● **Task brief**: Omit the pictures, and output the rest of the entries exactly as written.

● **Task inputs**:
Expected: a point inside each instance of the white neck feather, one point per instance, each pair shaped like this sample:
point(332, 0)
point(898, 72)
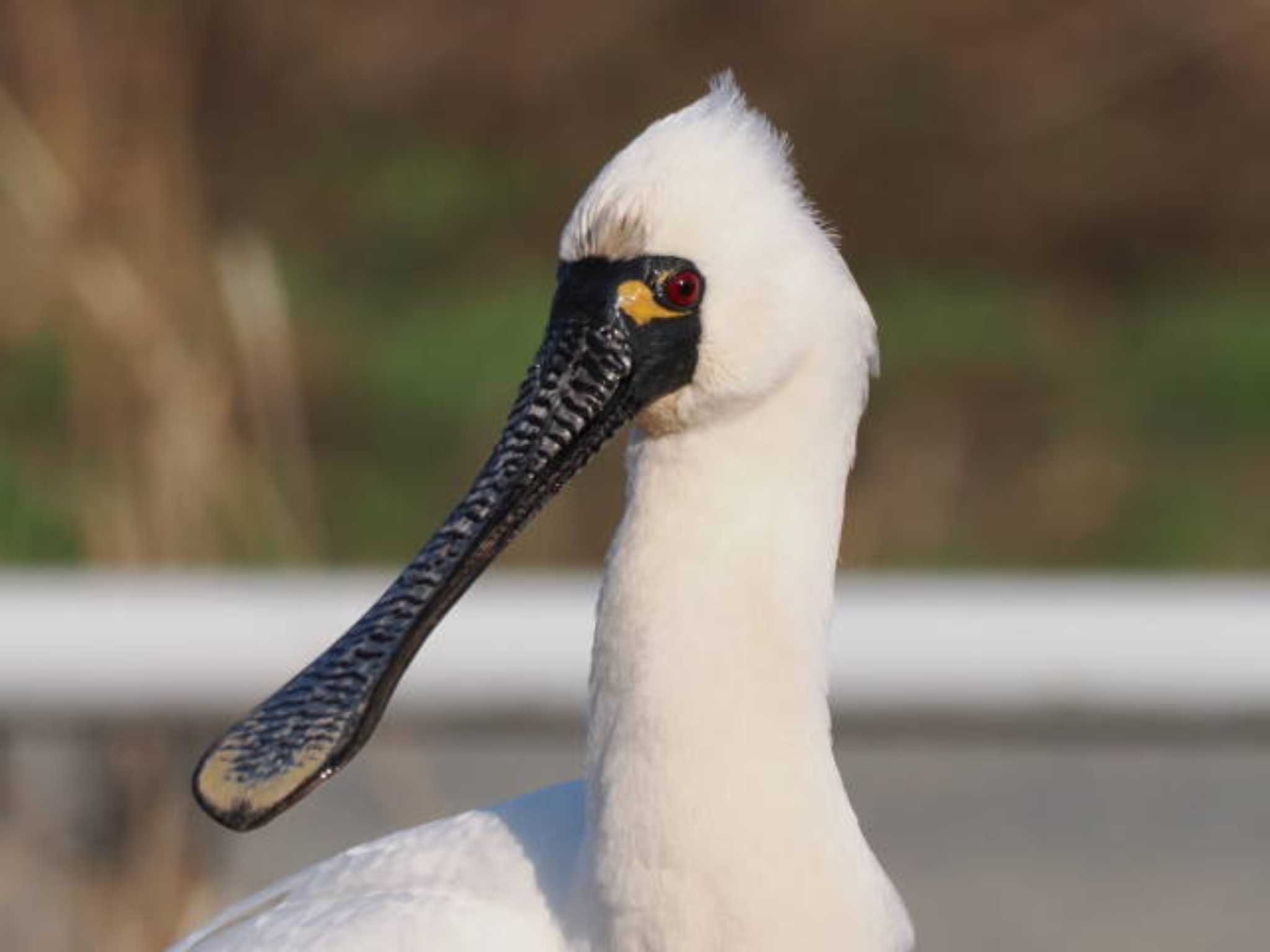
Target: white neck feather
point(717, 818)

● **Completed task**:
Expected: a point inside each instance of the white neck feather, one point per instance, each pair shaped like this sample:
point(332, 0)
point(898, 72)
Target: white neck feather
point(717, 818)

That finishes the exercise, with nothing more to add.